-- Start --

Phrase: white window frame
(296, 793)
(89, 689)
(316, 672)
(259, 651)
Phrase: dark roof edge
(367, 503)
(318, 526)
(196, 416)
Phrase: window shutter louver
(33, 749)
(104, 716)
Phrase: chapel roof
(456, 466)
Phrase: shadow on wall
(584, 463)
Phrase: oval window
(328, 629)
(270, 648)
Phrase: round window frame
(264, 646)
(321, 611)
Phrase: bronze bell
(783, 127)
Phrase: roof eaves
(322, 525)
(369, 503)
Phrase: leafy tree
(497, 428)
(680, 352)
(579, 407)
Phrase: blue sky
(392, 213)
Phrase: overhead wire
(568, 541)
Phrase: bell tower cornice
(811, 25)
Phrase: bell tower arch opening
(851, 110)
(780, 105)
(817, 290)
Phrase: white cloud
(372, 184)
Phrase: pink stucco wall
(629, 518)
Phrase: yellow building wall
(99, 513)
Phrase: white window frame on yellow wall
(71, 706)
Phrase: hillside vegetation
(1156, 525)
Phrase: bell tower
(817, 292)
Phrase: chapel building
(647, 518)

-- End --

**Goal of the exercise**:
Quote the items word for word, from the line with "Phrase: dark roof edge" through the final line of the items, including both of those lines.

**Result below**:
Phrase: dark roof edge
(367, 503)
(318, 526)
(196, 416)
Phrase: window shutter louver
(33, 749)
(104, 716)
Phrase: chapel roof
(456, 466)
Phrase: shadow on wall
(584, 463)
Phrase: oval window
(328, 629)
(270, 648)
Phrase: round window frame
(264, 646)
(321, 611)
Phrase: bronze bell
(783, 127)
Phrase: roof eaves
(322, 525)
(369, 503)
Phrase: leafy tree
(497, 428)
(680, 352)
(579, 407)
Phrase: blue sky
(392, 213)
Phrase: overhead wire
(568, 541)
Phrase: bell tower cornice
(811, 25)
Phrase: bell tower arch opening
(851, 110)
(780, 105)
(817, 290)
Phrase: white cloud
(372, 184)
Phrase: pink stucco wall
(629, 518)
Phrase: yellow building wall
(99, 513)
Phrase: white window frame on yellow wall
(71, 706)
Phrase: hillside vegetation
(1156, 525)
Phrase: bell tower
(817, 292)
Phrase: chapel building
(647, 518)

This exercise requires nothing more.